## [Teks Ekstraksi]
Ketiga, jika beras asli direndam dalam air maka akan berubah warna menjadi lebih putih, sedangkan beras plastik hasilnya tidak akan menyatu dan airnya tidak akan berubah menjadi putih.

Keempat, jika beras palsu ditaruh di atas kertas maka terlihat beras tidak natural, berbentuk lengkung, tidak ada patahan.

"Kalau dipatahkan akan pecah menjadi bentuk kecil-kecil. Sementara beras asli bentuk bulirnya sedikit menggembung dan kalau dipatahkan hanya terbelah menjadi dua," jelas dia.

Bahan Lebih Mahal

Lebih jauh, kata Asmo, harga plastik sampai saat ini lebih mahal dari beras, meskipun itu merupakan bijih plastik daur ulang. Dan jenis plastik, kecuali untuk 2­3 jenis, katanya, bersifat anti air, tidak mungkin dapat dimasak, sweling mendekati tekstur nasi.

Entri koleksi
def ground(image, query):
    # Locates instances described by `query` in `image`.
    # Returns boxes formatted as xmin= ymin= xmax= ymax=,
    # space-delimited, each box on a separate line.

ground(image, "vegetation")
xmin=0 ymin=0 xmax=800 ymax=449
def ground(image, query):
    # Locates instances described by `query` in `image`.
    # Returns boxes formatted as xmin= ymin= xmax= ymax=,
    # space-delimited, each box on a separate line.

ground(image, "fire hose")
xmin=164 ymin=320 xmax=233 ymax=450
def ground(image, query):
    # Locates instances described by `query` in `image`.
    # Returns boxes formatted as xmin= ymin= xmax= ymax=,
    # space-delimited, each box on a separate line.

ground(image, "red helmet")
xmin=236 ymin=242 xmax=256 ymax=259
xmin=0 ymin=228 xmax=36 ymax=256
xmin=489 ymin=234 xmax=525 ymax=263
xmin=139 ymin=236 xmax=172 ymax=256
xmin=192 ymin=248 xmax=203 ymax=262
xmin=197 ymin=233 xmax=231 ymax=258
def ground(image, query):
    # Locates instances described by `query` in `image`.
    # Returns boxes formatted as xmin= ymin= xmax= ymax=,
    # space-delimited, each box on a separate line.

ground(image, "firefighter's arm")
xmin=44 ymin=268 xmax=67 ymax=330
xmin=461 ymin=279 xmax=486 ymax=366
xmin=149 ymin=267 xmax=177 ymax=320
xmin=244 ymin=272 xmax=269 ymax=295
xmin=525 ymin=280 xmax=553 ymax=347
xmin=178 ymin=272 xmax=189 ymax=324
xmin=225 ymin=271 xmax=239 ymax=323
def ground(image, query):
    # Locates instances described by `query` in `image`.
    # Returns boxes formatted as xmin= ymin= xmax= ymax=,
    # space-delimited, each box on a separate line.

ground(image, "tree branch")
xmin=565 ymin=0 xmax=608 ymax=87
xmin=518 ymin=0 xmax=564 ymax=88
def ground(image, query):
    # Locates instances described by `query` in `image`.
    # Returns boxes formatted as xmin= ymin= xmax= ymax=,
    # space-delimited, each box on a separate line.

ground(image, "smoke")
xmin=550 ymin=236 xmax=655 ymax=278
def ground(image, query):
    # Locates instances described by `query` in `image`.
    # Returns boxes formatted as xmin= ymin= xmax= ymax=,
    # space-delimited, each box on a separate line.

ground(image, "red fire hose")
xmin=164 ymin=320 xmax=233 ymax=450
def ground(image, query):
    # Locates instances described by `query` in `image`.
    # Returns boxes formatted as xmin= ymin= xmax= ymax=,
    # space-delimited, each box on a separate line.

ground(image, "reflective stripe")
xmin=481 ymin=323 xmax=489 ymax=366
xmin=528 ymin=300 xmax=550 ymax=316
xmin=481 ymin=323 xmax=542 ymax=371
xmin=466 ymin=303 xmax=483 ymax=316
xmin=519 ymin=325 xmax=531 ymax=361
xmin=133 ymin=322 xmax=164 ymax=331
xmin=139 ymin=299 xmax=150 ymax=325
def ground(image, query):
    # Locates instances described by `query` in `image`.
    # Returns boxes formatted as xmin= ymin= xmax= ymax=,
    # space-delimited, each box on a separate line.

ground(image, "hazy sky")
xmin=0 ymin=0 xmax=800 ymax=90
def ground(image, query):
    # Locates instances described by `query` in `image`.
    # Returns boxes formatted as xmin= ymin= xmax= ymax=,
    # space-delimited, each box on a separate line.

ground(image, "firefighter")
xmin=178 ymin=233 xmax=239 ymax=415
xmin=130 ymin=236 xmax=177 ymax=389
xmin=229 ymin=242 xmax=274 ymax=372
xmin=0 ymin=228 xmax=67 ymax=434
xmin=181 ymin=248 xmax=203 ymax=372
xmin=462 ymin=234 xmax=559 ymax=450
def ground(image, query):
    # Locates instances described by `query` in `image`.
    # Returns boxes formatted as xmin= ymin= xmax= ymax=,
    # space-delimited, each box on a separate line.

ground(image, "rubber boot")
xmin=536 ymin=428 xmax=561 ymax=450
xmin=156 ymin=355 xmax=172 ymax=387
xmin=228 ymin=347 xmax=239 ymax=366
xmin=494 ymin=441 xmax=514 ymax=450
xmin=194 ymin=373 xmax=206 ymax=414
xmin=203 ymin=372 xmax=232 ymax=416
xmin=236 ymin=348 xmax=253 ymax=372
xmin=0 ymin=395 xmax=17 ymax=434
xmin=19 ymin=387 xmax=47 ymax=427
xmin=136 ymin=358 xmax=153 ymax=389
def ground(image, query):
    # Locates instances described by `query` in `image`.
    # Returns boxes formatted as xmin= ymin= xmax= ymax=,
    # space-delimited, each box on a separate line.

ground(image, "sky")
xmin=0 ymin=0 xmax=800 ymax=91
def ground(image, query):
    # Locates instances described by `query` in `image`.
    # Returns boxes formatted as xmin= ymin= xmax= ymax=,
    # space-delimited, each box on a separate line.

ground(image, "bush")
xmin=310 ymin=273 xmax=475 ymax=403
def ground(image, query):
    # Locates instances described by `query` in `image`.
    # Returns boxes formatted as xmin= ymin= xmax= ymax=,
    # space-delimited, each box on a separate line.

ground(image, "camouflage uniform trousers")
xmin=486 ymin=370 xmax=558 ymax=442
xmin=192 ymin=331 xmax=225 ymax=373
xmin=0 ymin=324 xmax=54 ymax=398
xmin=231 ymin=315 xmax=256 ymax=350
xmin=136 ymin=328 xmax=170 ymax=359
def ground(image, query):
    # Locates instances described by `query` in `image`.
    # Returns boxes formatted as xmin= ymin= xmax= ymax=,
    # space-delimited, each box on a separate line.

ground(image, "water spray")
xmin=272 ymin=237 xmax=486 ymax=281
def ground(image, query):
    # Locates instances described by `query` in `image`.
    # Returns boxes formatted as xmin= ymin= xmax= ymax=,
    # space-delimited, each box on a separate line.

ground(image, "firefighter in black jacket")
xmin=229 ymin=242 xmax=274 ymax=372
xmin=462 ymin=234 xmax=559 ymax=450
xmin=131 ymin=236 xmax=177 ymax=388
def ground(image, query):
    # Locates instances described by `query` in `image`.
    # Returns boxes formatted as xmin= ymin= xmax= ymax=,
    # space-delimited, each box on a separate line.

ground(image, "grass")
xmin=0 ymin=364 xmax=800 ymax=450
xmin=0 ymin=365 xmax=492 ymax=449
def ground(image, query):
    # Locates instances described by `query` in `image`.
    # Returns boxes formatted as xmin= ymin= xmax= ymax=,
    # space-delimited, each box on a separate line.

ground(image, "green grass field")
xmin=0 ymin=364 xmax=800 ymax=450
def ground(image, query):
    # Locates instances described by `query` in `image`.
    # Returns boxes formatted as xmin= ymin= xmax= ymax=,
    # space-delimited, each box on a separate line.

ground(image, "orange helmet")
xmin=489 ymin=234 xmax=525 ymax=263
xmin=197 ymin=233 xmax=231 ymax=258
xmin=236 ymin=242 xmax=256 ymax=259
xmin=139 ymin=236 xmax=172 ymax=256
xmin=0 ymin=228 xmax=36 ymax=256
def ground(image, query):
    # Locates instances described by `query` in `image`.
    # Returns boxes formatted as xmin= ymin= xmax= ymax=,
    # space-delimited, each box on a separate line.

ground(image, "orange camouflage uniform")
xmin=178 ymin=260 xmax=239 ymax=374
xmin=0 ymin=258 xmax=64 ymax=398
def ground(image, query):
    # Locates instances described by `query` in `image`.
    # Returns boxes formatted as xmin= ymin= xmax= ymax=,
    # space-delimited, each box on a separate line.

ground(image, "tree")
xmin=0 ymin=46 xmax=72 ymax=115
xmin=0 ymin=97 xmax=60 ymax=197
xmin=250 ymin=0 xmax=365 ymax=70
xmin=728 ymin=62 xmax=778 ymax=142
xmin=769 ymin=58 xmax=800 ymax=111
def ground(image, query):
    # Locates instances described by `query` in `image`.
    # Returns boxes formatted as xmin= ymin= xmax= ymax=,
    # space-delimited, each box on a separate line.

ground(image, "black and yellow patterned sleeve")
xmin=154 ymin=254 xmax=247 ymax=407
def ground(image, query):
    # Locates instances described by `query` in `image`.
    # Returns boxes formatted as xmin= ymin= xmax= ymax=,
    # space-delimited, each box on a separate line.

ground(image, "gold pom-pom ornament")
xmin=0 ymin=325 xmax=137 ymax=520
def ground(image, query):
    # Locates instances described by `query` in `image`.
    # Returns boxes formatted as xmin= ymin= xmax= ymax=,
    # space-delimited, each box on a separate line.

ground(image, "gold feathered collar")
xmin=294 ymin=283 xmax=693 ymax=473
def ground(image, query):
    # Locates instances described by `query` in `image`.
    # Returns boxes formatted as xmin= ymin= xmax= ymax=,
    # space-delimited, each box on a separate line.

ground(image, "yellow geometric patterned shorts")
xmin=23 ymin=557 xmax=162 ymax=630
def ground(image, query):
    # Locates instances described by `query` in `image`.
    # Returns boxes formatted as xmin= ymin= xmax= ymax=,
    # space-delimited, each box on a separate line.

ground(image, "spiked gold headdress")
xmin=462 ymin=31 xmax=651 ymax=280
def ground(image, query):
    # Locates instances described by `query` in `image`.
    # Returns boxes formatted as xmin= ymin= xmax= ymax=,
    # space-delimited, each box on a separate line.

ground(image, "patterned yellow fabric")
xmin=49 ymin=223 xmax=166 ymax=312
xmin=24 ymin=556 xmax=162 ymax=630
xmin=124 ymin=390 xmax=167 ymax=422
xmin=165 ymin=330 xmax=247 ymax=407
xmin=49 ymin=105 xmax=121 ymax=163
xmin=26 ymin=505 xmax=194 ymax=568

---

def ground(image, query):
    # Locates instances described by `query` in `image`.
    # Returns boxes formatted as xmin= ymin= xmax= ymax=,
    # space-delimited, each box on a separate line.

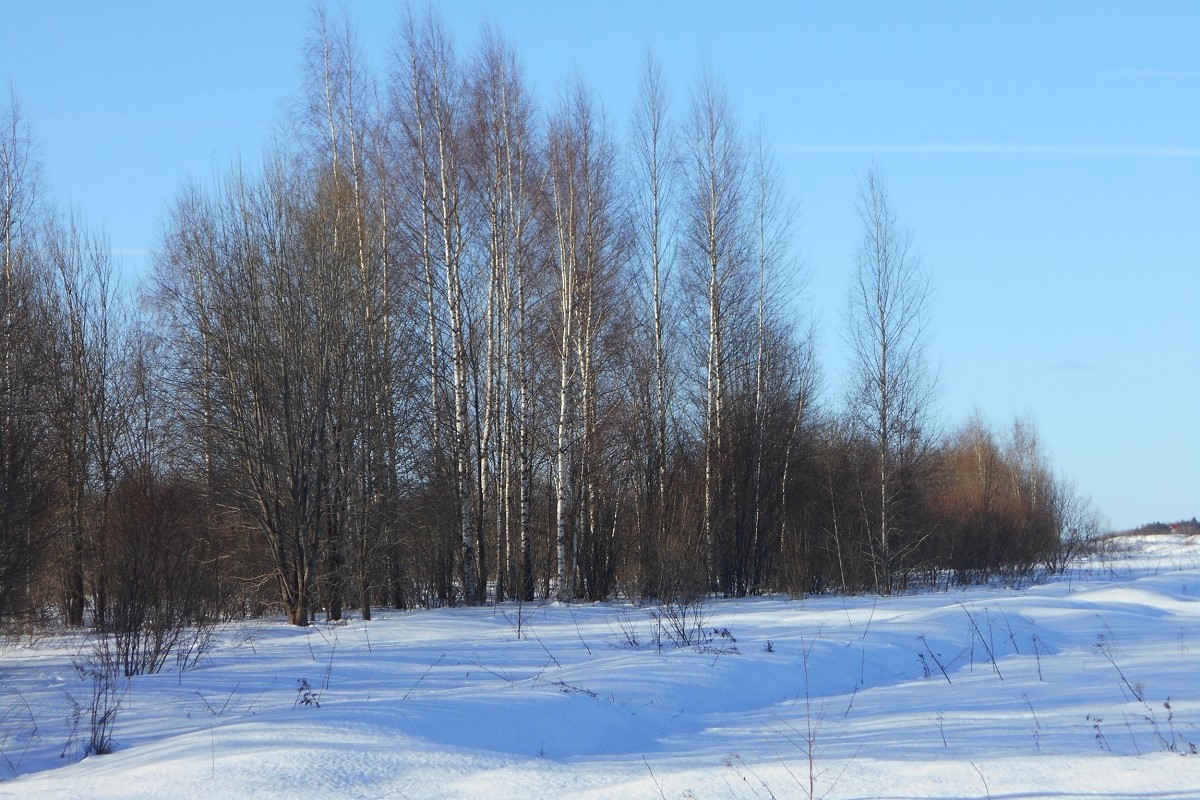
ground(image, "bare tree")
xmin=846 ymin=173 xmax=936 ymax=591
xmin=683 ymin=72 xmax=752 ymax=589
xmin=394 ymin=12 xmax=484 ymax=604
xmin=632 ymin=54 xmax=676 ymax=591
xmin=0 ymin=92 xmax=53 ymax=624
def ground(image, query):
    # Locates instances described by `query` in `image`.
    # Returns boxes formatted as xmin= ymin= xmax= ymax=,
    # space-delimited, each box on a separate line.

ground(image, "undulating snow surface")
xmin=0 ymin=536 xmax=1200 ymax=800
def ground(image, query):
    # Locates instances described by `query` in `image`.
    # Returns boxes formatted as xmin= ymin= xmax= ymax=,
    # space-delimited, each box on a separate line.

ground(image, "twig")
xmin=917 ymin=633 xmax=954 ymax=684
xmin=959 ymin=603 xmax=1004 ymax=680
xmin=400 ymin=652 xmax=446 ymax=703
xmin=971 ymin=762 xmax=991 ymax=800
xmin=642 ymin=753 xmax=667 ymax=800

## [Tugas Latihan]
A – Berdasarkan teks tentang beras plastik, mengapa sebagian besar jenis plastik tidak mungkin dimasak hingga mengembang mendekati tekstur nasi? Jawab dalam satu sampai tiga kalimat.
B – Tolong jawab pertanyaan berikut berdasarkan teks tentang beras plastik:
(i) Apa yang terjadi pada beras asli jika direndam dalam air?
(ii) Menurut penjelasan dalam teks, menjadi apa beras asli kalau dipatahkan?
(iii) Menurut Asmo, bagaimana harga plastik dibandingkan dengan harga beras?

## [Jawaban Per Tugas]
A – Kecuali dua sampai tiga jenis, plastik bersifat anti air. Karena itu plastik tidak mungkin dimasak dan mengembang mendekati tekstur nasi.

B –
(i) Beras asli berubah warna menjadi lebih putih.
(ii) Beras asli hanya terbelah menjadi dua.
(iii) Harga plastik lebih mahal daripada beras, meskipun berupa bijih plastik daur ulang.